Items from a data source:
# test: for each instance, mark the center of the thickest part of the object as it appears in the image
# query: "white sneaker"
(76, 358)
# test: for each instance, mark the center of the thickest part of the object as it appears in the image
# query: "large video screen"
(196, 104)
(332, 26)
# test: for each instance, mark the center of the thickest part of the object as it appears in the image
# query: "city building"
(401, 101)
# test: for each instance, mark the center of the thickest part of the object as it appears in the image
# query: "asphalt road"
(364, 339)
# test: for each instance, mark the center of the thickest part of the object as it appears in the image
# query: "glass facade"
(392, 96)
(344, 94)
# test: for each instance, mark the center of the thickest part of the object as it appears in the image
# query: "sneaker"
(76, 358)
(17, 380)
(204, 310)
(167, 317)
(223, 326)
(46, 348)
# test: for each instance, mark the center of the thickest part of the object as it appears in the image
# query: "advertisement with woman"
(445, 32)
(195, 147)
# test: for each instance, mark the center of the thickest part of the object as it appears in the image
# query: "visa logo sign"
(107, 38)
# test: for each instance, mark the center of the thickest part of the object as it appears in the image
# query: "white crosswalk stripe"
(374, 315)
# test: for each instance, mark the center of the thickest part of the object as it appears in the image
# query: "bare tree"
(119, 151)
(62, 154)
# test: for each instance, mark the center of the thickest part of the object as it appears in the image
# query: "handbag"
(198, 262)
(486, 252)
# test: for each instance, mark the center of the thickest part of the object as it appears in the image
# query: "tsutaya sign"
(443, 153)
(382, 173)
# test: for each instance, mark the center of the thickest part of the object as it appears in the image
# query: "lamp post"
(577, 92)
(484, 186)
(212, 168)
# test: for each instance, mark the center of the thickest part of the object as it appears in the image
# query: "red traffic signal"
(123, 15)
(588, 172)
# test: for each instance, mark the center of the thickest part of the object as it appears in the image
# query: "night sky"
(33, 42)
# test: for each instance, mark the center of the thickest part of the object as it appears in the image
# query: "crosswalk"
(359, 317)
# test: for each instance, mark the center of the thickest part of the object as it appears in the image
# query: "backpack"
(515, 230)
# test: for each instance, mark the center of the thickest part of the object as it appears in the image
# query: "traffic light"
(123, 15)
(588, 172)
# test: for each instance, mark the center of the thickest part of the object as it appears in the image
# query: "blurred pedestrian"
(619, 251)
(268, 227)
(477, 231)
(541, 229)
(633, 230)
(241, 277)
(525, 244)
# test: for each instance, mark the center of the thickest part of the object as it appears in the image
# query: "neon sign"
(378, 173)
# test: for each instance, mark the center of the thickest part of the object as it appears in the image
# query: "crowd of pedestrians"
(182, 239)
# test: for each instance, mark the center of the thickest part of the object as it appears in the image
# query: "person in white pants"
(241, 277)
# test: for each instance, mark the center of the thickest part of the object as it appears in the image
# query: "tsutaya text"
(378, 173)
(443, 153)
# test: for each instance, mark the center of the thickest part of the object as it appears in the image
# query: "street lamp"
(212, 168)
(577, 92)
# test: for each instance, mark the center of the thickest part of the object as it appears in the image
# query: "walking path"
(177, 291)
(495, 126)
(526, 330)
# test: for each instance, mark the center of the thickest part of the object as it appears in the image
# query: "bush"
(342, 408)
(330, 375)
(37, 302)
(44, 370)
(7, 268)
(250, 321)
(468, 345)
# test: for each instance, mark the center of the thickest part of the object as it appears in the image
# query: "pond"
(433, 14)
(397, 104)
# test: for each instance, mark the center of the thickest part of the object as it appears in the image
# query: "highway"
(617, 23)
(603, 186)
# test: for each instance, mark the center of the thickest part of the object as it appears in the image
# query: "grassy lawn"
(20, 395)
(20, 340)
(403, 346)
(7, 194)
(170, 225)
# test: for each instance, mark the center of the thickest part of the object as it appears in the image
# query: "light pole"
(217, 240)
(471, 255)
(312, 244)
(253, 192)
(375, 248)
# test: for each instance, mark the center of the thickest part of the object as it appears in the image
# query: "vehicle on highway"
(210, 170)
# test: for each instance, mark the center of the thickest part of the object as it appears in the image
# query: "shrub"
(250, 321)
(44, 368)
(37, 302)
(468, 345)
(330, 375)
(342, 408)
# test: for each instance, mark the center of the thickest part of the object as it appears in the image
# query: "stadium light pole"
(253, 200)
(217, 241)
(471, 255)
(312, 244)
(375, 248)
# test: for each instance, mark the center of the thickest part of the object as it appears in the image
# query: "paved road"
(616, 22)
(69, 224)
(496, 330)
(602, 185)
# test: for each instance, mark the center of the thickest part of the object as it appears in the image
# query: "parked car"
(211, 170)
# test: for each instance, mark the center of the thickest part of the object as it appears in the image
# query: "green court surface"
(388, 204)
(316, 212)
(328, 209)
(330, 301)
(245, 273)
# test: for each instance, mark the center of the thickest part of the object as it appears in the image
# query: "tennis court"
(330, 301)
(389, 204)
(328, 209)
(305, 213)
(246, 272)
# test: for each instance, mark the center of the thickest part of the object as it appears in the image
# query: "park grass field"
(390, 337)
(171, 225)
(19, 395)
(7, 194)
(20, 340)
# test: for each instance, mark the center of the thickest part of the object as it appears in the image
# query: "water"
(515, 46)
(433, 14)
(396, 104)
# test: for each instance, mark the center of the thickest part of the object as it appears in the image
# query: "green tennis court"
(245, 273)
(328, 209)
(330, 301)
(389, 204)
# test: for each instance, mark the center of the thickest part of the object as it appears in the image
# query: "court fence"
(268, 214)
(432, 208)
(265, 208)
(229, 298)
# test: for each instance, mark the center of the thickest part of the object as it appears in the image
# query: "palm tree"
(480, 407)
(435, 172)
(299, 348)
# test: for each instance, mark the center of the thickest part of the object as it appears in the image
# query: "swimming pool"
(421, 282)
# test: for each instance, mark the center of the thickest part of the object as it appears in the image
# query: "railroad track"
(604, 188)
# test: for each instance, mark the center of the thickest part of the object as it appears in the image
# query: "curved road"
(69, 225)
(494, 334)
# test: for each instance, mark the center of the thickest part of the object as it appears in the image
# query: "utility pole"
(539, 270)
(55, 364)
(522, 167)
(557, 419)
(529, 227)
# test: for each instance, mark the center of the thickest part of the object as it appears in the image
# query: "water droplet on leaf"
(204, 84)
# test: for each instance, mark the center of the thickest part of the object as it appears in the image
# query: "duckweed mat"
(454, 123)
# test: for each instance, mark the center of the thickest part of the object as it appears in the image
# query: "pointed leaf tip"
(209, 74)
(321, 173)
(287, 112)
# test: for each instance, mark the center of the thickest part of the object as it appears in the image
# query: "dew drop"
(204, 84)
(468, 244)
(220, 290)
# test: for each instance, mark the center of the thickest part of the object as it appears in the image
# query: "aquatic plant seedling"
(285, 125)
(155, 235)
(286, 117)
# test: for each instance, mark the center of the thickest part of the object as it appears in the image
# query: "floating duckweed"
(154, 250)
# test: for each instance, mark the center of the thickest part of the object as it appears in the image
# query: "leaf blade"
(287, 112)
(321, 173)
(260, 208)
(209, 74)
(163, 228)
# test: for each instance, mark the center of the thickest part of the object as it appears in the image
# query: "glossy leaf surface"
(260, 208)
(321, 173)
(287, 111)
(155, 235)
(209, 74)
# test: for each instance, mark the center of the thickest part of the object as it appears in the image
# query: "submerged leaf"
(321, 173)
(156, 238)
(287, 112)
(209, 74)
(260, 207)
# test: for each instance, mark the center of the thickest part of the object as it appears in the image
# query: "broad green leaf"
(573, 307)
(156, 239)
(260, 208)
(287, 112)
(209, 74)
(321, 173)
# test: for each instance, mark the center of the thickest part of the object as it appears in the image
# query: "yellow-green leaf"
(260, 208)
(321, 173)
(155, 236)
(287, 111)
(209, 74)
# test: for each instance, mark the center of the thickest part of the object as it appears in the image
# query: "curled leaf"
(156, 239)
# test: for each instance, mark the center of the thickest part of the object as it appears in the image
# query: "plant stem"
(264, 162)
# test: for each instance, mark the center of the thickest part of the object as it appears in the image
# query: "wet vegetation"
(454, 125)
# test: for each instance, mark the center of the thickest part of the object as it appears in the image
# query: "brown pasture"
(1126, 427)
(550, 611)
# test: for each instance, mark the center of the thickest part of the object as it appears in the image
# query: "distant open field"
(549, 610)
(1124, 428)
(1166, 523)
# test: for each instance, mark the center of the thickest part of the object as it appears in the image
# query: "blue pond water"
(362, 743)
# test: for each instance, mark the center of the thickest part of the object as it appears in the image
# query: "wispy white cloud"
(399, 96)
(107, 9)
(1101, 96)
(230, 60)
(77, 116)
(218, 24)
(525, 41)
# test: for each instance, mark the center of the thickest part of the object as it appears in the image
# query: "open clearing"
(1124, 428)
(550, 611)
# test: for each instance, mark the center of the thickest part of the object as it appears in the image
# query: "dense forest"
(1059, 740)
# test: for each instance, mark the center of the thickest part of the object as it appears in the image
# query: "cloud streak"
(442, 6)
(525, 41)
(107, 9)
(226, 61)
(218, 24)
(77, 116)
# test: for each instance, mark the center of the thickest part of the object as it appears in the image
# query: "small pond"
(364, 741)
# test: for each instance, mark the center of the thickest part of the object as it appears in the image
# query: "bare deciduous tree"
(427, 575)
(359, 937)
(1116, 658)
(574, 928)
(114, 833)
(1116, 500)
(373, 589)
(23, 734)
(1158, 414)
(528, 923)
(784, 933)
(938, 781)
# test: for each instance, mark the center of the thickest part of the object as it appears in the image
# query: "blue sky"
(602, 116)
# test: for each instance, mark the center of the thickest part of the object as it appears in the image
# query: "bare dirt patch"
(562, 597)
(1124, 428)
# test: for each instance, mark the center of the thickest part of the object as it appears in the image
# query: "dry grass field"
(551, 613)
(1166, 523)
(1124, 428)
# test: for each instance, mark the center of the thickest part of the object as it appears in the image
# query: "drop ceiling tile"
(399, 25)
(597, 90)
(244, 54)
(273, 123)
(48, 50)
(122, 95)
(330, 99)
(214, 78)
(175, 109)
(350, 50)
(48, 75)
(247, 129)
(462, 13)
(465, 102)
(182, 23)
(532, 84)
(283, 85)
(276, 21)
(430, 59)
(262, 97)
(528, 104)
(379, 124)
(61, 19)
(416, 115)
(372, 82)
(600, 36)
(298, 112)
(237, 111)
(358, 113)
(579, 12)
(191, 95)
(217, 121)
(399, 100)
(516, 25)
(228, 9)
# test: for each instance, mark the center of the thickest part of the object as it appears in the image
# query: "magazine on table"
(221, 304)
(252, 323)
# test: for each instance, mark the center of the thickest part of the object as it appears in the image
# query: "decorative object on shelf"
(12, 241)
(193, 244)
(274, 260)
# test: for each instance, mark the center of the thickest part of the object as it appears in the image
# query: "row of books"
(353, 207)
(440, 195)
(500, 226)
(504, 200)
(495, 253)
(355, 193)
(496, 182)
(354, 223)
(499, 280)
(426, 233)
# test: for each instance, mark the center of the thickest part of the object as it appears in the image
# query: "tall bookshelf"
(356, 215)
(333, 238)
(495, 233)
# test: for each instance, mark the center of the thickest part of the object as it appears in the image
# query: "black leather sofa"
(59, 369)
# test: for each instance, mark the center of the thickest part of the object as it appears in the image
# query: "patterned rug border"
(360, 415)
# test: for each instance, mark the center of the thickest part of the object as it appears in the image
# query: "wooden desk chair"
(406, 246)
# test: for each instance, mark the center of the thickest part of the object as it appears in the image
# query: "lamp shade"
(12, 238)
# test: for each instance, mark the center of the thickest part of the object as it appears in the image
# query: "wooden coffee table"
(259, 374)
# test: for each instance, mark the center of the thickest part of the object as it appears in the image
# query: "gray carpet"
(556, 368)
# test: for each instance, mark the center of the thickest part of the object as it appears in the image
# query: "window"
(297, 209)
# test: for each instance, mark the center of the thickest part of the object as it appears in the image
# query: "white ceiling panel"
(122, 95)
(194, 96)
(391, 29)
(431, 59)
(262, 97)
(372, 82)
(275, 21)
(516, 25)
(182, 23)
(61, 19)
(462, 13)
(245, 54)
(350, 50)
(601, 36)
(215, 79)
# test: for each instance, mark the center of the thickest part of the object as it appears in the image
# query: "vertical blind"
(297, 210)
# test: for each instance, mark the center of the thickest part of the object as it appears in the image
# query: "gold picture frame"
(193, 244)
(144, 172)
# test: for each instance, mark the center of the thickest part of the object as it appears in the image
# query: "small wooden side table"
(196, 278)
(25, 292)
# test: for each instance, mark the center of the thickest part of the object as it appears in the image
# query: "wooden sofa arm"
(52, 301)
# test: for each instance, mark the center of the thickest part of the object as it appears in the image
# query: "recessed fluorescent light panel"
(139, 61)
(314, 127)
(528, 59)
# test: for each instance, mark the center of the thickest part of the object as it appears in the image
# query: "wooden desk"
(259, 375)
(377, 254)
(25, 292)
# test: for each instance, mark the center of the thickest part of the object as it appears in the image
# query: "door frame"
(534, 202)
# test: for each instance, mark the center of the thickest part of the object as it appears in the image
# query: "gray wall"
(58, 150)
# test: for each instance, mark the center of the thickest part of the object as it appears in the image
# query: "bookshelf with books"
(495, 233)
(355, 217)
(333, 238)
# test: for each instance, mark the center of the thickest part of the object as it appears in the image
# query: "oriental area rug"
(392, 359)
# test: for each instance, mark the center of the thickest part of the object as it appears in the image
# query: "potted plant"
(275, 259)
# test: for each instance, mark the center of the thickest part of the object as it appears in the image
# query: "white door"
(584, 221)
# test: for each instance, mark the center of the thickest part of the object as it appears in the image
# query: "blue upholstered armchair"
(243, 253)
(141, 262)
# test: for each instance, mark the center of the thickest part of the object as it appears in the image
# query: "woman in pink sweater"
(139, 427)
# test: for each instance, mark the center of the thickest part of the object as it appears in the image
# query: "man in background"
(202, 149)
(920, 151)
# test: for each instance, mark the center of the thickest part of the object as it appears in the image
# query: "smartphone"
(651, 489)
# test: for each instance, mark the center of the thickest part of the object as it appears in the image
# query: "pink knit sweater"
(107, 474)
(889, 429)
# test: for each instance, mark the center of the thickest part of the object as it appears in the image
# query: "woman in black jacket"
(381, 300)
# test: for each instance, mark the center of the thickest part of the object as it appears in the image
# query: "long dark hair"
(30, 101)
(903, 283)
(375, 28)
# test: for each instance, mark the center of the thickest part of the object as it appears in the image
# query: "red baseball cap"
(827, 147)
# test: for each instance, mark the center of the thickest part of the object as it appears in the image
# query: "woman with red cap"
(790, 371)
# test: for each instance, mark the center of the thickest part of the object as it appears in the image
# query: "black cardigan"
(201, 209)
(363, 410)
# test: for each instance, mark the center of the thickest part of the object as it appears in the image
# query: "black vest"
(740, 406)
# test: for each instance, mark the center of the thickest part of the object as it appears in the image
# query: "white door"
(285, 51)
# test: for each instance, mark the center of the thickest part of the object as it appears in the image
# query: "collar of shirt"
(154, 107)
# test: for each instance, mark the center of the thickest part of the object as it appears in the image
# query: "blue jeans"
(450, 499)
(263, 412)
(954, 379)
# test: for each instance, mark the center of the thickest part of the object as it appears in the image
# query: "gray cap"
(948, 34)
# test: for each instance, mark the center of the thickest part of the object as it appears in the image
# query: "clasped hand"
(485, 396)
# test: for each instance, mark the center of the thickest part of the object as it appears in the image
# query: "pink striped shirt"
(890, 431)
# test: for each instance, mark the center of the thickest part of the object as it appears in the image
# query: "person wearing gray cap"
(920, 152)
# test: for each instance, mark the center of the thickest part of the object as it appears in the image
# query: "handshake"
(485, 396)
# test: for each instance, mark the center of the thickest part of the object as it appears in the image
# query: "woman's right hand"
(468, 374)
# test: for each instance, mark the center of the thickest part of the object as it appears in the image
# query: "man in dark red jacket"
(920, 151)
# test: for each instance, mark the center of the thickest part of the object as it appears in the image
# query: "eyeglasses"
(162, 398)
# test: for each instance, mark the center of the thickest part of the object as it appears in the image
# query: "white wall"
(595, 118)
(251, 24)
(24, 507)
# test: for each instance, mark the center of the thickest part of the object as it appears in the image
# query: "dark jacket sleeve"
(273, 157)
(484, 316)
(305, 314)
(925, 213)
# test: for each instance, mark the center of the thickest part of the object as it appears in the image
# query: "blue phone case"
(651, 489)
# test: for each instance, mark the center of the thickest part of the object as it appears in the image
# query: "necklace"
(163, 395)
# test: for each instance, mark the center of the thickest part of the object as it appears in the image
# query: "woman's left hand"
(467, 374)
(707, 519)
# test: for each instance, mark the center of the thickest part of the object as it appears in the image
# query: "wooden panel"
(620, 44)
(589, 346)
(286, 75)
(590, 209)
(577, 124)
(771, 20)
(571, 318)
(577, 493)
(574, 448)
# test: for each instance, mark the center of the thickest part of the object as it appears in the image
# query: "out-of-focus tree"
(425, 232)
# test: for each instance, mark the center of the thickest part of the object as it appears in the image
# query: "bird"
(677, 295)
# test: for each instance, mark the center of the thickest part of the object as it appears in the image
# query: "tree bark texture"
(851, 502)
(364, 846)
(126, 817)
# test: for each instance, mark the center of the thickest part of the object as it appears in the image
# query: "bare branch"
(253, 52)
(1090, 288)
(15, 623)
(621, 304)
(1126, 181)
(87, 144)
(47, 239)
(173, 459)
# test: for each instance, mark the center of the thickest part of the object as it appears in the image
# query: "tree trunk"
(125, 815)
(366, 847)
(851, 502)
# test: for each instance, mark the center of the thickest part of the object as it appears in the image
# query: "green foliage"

WHAT THIS TASK INVOLVES: Identify each line in the entries above that contains the word "table", and copy every such line in full.

EXERCISE OUTPUT:
# query: "magazine on table"
# query: "wooden coffee table"
# query: "small wooden side table"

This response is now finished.